SET TASKS>
1 – According to the cpumask excerpt, how does num_online_cpus() arrive at the number of online CPUs?
2 – Present the region labeling rows as a numbered list, from the line that contains "Where in the photo above do you see the marble" through the last line of the rows, leaving out any blank lines.

Besides the set_cpu_* API, cpumask ofcourse provides another API for cpumasks manipulation. Let's consider it in shoft.

Additional cpumask API

cpumask provides the set of macro for getting amount of the CPUs with different state. For example:

#define num_online_cpus()	cpumask_weight(cpu_online_mask)

This macro returns amount of the online CPUs. It calls cpumask_weight function with the cpu_online_mask bitmap (read about about it). cpumask_wieght function makes an one call of the bitmap_wiegt function with two parameters:

  • cpumask bitmap;
  • nr_cpumask_bits - which is NR_CPUS in our case.
static inline unsigned int cpumask_weight(const struct cpumask *srcp)

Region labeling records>
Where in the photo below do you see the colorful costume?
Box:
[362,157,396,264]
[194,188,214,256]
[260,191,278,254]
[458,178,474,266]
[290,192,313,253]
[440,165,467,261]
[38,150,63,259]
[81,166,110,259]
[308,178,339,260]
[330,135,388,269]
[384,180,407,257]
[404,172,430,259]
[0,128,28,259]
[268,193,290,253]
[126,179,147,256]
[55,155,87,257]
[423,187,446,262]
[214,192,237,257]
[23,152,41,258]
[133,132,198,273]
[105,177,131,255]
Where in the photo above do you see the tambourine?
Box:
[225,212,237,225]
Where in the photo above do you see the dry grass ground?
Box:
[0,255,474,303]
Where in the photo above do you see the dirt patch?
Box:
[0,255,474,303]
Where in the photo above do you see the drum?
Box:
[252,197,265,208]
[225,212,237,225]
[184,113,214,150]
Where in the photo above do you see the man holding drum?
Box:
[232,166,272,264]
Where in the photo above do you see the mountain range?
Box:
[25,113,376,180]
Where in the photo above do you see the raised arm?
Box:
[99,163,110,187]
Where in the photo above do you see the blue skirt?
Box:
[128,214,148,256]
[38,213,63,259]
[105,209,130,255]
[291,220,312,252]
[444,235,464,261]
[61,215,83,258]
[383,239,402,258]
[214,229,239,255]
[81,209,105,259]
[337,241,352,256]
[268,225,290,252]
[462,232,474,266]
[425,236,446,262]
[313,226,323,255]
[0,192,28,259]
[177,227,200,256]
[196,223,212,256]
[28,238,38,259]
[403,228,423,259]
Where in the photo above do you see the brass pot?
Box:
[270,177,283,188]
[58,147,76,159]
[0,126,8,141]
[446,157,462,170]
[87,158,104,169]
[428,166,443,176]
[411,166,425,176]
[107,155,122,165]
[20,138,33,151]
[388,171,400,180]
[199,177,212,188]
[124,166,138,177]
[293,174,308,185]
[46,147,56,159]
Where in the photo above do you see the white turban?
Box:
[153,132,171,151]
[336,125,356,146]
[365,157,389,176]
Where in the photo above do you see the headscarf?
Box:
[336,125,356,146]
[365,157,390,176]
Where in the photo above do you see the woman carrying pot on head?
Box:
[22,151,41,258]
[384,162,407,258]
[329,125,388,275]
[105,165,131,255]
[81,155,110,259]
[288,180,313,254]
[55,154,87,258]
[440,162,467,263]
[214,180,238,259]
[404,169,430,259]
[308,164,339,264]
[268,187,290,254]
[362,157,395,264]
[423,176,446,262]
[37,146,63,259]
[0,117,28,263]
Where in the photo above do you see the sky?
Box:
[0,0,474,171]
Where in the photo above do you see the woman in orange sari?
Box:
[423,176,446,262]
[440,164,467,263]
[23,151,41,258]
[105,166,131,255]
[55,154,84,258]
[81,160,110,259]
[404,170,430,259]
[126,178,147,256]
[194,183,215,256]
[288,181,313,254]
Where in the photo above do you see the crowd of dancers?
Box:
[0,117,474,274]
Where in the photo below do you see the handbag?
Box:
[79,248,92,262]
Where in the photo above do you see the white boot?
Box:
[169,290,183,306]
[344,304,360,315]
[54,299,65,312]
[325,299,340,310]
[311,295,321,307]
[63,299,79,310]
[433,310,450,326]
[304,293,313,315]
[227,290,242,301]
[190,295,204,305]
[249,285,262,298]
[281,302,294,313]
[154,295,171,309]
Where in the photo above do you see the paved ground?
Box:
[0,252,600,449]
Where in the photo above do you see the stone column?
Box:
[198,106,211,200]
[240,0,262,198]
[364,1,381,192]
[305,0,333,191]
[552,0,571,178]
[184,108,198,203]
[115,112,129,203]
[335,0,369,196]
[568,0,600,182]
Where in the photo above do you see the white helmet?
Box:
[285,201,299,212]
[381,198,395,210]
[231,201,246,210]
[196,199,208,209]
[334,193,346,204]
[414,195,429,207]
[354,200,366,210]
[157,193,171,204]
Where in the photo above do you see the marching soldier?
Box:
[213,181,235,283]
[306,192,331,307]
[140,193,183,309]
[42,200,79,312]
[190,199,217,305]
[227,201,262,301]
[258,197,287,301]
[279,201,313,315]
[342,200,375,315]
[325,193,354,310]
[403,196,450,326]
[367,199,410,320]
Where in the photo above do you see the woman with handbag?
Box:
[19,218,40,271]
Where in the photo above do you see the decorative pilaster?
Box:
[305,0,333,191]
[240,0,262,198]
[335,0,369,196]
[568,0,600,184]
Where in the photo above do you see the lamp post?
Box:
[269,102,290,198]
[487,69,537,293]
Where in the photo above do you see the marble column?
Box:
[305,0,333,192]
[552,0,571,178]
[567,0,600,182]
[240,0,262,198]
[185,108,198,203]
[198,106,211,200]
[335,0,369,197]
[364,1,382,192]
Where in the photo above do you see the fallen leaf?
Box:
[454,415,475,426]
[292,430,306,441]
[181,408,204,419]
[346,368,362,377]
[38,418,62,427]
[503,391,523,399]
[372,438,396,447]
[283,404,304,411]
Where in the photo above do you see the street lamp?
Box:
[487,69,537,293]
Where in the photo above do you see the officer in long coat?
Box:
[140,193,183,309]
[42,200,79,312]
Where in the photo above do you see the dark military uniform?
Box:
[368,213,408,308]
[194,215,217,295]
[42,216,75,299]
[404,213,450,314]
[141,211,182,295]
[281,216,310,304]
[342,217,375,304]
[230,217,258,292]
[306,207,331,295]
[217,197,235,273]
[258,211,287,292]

WRITTEN ANSWERS>
1 – It calls cpumask_weight with the cpu_online_mask bitmap. cpumask_weight then makes a single call to the bitmap weight function, passing it the cpumask bitmap and nr_cpumask_bits, which is NR_CPUS in this case.

2 –
1. Where in the photo above do you see the marble column?
2. Box:
3. [305,0,333,192]
4. [552,0,571,178]
5. [567,0,600,182]
6. [240,0,262,198]
7. [185,108,198,203]
8. [198,106,211,200]
9. [335,0,369,197]
10. [364,1,382,192]
11. Where in the photo above do you see the fallen leaf?
12. Box:
13. [454,415,475,426]
14. [292,430,306,441]
15. [181,408,204,419]
16. [346,368,362,377]
17. [38,418,62,427]
18. [503,391,523,399]
19. [372,438,396,447]
20. [283,404,304,411]
21. Where in the photo above do you see the street lamp?
22. Box:
23. [487,69,537,293]
24. Where in the photo above do you see the officer in long coat?
25. Box:
26. [140,193,183,309]
27. [42,200,79,312]
28. Where in the photo above do you see the dark military uniform?
29. Box:
30. [368,213,408,308]
31. [194,215,217,295]
32. [42,216,75,299]
33. [404,213,450,314]
34. [141,211,182,295]
35. [281,216,310,304]
36. [342,217,375,304]
37. [230,217,258,292]
38. [306,207,331,295]
39. [217,197,235,273]
40. [258,211,287,292]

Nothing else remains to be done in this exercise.